Dataset entries:

★ ★ ★ ★ ★ ★ ★

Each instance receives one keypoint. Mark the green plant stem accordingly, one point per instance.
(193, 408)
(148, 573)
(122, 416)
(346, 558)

★ ★ ★ ★ ★ ★ ★

What is required:
Repeat the material in full. Nothing may differ.

Problem solution:
Each instance receives one keypoint. Mark the green plant stem accordingly, one point per instance.
(193, 408)
(148, 573)
(122, 416)
(346, 558)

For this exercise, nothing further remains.